## Actions to take:
A. Decide whether each statement below agrees with the snowmobiling story about Tyler and Zach. For each, answer yes or no and quote the words from the story that settle it. (i) About six inches of fresh snow covered the slope. (ii) Zach had broken his back on a different ridge. (iii) Tyler came to a stop about 30 yards from his snowmobile.
B. Carry the snowmobiling story about Tyler and Zach forward, picking up after its final sentence.

December 15, 2009

Riding With Tyler & Zach




As the two brothers peeked over a rocky 
cliff face on a ragged ridge in western 
Wyoming, you could see the apprehension, 
excitement and tension building. 
They had dropped this ridge dozens of 
times. It wasn’t a matter of how far you fall, 
but rather how fast you launch. Once you 
roll off the cornice, gravity takes over and 
somewhere between 120-135 feet below 
you finally catch up to the steep slope falling 
down into a steep canyon.

But several factors were in play on this 
crisp spring morning.

First, about six inches of fresh snow was 
covering the slope—whether it would be 
enough to absorb the drop or just enough 
to disguise a hard landing. Second, several 
small slides had broken the day before, 
indicating that the snow was somewhat 
unstable. A hard landing could also bring 
down the entire slope, putting the rider in 
jeopardy.

And third, although Tyler and Zach 
Ogden were very familiar with the ridge 
and the cliffs that line it, it was on that very 
ridge where Zach had broken his back less 
than a couple of months earlier. Although 
he was under doctor’s orders to stay off the 
snow for the remainder of the season, here 
he was, looking for a good spot to catch 
some air.

There was quite a discussion as the two 
looked for the most inviting spot to drop. 
Tyler was holding the trump card. “Zach, 
you can’t go first. You shouldn’t even go at 
all. I’ll hit it and radio back up if I think your 
back can handle it.”

But Zach wasn’t quite that reluctant to 
give the upper hand to his brother. “My 
back’s feeling fine. Besides, there’s plenty 
of cushion to make this a soft drop.”

Ultimately, Tyler won out. “Just wait and 
see how my jump turns out,” the Odgen 
twin said as he fired up his Ski-Doo Summit 
8 and accelerated off the edge.

The launch was impressive. The Summit 
stayed flat and flew out off the cliff and 
landed rather abruptly well over 100 feet 
down the slope. From all appearances, it 
was a nice, clean drop. However, as the 
Summit raced down the powder-covered 
slope, a hidden avalanche slough grabbed 
the front end of the sled and catapulted 
Tyler another 30 feet down the slope as the 
sled followed in true end-over-end fashion.

There was a deathly silence as Tyler’s 
body rag-dolled down the slope before 
coming to a stop about 30 yards from his 
snowmobile. For several moments he just 
lay there, before propping his bruised body 
up and trying to regain his senses. Slowly 
he got to his feet and stumbled down to 
where his snowmobile had come to rest.

“Are you okay?” Zach radioed down 
from his vantage point up on the cliff.

“That hurt,” replied Tyler.

“What did you hit?”

“Don’t know. But it was hard. And it did 
a number on my sled.”

“I’m thinking I need to stay right of 
you,” Zach said.

“Zach, don’t be stupid. It’s not worth 
chancing it with your back.”

“I’ll be careful. I won’t get as much air 
as you.”

“Don’t be stupid. Just roll off the edge. 
Save the big air for another day.”

Although the discussion went on for 
several minutes, on this day Tyler won 
out, mainly because Zach knew the snow 
wasn’t really that great for big drops … 
and Tyler probably needed his help putting 
the Summit back together for the rest 
of the ride.

## Recorded data:
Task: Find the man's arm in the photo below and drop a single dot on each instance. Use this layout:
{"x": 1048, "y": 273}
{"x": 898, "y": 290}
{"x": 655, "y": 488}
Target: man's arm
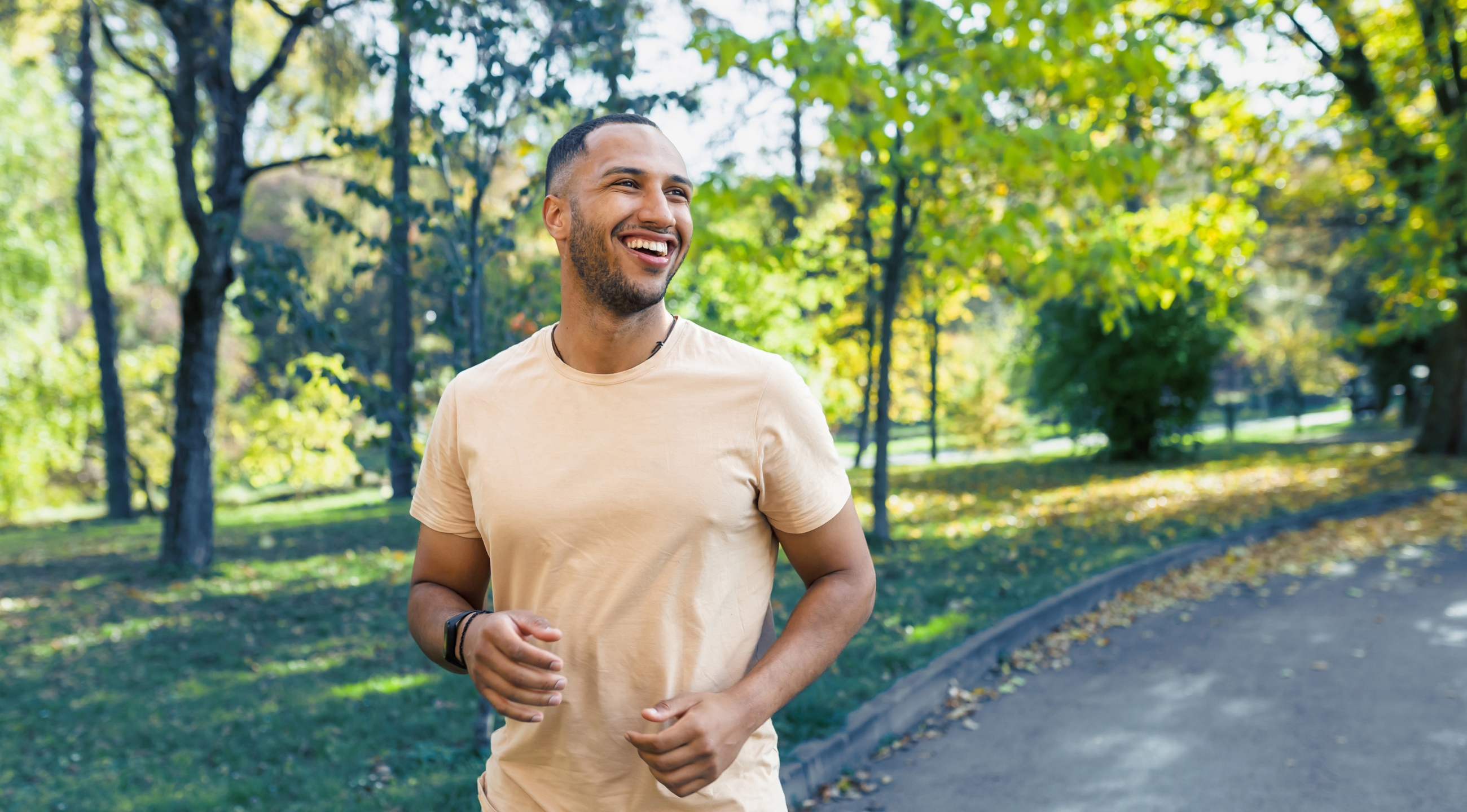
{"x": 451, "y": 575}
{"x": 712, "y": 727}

--

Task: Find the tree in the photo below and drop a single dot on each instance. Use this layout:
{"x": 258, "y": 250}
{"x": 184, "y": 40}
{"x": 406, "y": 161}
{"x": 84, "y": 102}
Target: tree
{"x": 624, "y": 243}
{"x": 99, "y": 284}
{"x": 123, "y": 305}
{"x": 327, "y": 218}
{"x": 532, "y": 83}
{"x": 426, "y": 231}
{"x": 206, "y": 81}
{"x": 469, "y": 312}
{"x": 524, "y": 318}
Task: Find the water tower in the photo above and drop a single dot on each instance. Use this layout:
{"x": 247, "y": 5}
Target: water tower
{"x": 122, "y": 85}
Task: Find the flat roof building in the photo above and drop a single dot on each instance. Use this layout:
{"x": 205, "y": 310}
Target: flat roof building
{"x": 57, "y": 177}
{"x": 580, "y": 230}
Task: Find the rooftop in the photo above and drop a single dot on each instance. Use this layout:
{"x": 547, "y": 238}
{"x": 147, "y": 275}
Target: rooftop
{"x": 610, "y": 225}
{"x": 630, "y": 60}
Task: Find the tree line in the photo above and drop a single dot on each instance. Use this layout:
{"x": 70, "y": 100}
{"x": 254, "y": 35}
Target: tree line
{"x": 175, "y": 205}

## Per-task outputs:
A.
(i) Yes: "about six inches of fresh snow was covering the slope"
(ii) No: "it was on that very ridge where Zach had broken his back less than a couple of months earlier"
(iii) Yes: "coming to a stop about 30 yards from his snowmobile"

B.
Riding with the Ogden brothers is much 
different that the perception you get from 
the stories about them—some of which 
have become almost legendary. There’s 
probably not a safer, more aware pair of 
extreme riders around.

Unlike many who just hit the snow at 
full throttle and pound the slopes until 
something bad happens, Tyler and Zach 
pay attention to snow conditions, weather 
patterns and those around them. They 
pack radios, avalanche beacons, safety 
and emergency gear and common sense. 
They both realize that the most useful tool 
in their possession is their brain—they 
anticipate and try to prevent most serious 
situations.

If the snow is unpredictable or unstable, 
they look to areas that don’t have “death 
traps,” or the type of terrain that can take 
away one’s ability to react. If a storm is 
moving in, they watch the weather, making 
sure they aren’t caught in the wrong area if 
white-out conditions occur.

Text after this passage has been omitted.